= Problem to work on =
From the entries that follow, reproduce exactly and only the lines from the line with "Target: white door" to the line with "chandelier chain, each", endpoints included.

= Study material =
§ §

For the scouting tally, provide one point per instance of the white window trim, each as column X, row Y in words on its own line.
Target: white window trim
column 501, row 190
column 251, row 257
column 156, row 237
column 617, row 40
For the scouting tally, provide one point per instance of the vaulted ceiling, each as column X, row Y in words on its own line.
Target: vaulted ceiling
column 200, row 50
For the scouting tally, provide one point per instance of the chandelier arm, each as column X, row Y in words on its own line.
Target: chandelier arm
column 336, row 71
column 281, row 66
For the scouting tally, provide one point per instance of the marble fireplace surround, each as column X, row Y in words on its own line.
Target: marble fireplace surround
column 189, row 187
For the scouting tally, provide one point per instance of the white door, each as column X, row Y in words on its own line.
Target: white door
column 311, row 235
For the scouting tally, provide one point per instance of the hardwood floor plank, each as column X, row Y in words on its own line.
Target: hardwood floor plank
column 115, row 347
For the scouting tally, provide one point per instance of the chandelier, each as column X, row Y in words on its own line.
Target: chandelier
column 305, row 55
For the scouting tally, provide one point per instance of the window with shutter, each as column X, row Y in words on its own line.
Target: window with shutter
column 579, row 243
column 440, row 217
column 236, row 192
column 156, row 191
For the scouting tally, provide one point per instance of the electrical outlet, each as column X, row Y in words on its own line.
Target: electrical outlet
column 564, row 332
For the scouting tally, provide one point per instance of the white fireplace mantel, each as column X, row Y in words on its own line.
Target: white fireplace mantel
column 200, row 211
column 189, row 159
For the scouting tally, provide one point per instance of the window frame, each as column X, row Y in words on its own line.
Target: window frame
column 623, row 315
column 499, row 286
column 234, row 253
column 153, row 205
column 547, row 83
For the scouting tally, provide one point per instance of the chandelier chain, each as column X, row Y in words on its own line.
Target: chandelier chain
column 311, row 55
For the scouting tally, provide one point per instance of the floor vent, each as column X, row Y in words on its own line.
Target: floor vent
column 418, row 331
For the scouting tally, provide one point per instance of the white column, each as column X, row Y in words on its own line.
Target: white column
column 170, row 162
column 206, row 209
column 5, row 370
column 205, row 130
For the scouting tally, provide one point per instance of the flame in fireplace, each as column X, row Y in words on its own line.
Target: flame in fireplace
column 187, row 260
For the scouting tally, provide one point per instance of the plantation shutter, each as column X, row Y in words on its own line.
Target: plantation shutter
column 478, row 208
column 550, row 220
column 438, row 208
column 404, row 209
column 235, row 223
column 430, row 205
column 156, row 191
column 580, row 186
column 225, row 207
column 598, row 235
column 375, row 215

§ §

= Task response =
Target: white door
column 311, row 235
For the scouting tally, provide one point per instance of the hardwood floor plank, each as column X, row Y in words on its own line.
Target: hardwood floor plank
column 115, row 347
For the scouting tally, provide one point per instance of the chandelier, each as column X, row Y in words on its own line.
Target: chandelier
column 305, row 55
For the scouting tally, provide one point per instance of the window with shutter, each as column X, row Y in words on its own line.
Target: window with shutter
column 579, row 243
column 440, row 217
column 236, row 192
column 156, row 191
For the scouting tally, provide one point per instance of the electrical outlet, each as column X, row Y in words on its own line.
Target: electrical outlet
column 564, row 332
For the scouting tally, provide one point per instance of the white fireplace mantel, each as column X, row Y in words on its own line.
Target: white fireplace mantel
column 200, row 211
column 189, row 159
For the scouting tally, provide one point per instance of the window frame, each as column X, row Y in words on its own line.
Target: window frame
column 623, row 315
column 499, row 286
column 234, row 253
column 153, row 205
column 547, row 83
For the scouting tally, provide one point per instance of the chandelier chain, each as column X, row Y in words on its own line.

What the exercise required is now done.